Objective: Edit all the items below so that every "photograph" becomes "image" and nothing else changes. Leave the pictures out of what you return.
========
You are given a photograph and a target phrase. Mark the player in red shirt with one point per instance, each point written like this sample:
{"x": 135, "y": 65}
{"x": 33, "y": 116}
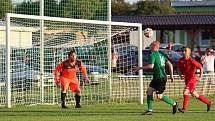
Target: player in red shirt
{"x": 187, "y": 71}
{"x": 65, "y": 75}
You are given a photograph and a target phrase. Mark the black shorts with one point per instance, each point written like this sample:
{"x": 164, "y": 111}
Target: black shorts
{"x": 159, "y": 85}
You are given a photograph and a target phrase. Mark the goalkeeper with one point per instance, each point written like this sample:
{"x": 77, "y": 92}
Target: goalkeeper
{"x": 65, "y": 75}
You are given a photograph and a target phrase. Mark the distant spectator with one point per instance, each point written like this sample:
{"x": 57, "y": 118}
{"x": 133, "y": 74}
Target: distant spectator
{"x": 169, "y": 47}
{"x": 208, "y": 67}
{"x": 198, "y": 54}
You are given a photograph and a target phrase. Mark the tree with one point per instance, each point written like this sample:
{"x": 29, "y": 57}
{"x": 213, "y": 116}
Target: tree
{"x": 5, "y": 7}
{"x": 29, "y": 8}
{"x": 85, "y": 9}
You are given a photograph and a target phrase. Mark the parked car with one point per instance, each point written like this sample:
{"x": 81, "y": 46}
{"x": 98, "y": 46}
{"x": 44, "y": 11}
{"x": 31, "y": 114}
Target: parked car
{"x": 177, "y": 47}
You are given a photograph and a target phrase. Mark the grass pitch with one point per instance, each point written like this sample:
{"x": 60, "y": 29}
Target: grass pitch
{"x": 196, "y": 111}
========
Response to the exercise:
You are given a image and a target phrase. Mark the player in red shirt with one point per instance, each point written like this sample:
{"x": 135, "y": 65}
{"x": 33, "y": 116}
Target: player in red shirt
{"x": 187, "y": 71}
{"x": 65, "y": 75}
You are given a image and a target phrase. Mark the black shorts with one point per instance, each point written like this sample:
{"x": 164, "y": 111}
Target: black shorts
{"x": 159, "y": 85}
You are given a image and a target phrase. Mark the goalkeeper with one point per instance, each point written like this sample:
{"x": 77, "y": 92}
Target: goalkeeper
{"x": 65, "y": 75}
You are given a image and a target phrase. Mark the distant spectator with one point per instance, each point written like this sample:
{"x": 57, "y": 118}
{"x": 133, "y": 74}
Target: distant spectator
{"x": 169, "y": 47}
{"x": 208, "y": 67}
{"x": 198, "y": 54}
You are given a image and a target phrase. Mark the tree with one point per instance, each point written like this sample:
{"x": 29, "y": 57}
{"x": 213, "y": 116}
Target: tree
{"x": 5, "y": 7}
{"x": 29, "y": 8}
{"x": 85, "y": 9}
You are given a image and a target phrase. Mark the parked car with one point per instance, each point written like this sample:
{"x": 81, "y": 46}
{"x": 98, "y": 46}
{"x": 44, "y": 11}
{"x": 31, "y": 114}
Target: parked car
{"x": 177, "y": 47}
You are given a image and a target phrase. Mark the grass pitch with one point per instance, each point written like this sample:
{"x": 60, "y": 29}
Target: grass pitch
{"x": 196, "y": 111}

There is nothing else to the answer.